### MATERIAL FOR THE TASK
▬▬▬▬▬▬

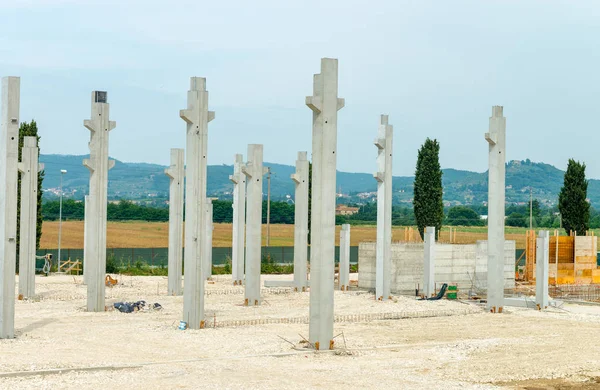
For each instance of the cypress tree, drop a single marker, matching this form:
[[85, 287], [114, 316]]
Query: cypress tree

▬▬▬▬▬▬

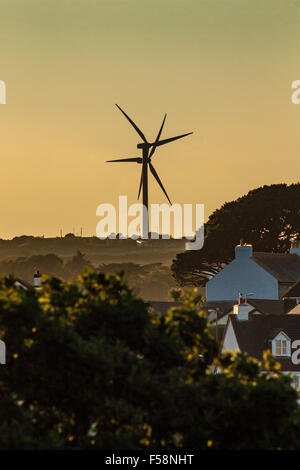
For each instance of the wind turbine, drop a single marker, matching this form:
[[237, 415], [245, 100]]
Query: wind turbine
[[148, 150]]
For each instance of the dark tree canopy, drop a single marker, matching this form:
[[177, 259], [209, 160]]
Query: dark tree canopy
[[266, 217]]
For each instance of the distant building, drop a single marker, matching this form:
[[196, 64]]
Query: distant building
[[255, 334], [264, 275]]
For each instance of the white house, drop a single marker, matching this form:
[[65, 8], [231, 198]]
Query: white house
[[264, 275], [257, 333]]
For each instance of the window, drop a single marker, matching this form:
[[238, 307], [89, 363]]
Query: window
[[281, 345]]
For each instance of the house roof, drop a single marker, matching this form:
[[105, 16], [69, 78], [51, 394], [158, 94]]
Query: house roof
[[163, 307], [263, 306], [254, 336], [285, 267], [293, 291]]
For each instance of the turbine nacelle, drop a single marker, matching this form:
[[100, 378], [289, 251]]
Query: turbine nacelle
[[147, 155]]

▬▬▬▬▬▬

### PROBLEM
Retype the entries above exactly, but only from the line containing "Query: dark tree canopy" through the line containing "[[65, 8], [231, 198]]", both included.

### RESPONSE AREA
Query: dark tree canopy
[[266, 217]]
For each instance of the distant building, drop a single marker, matching this form:
[[196, 64]]
Query: distant building
[[255, 334], [264, 275]]
For each instance of the white house, drop a single marker, matching this form:
[[65, 8], [231, 198]]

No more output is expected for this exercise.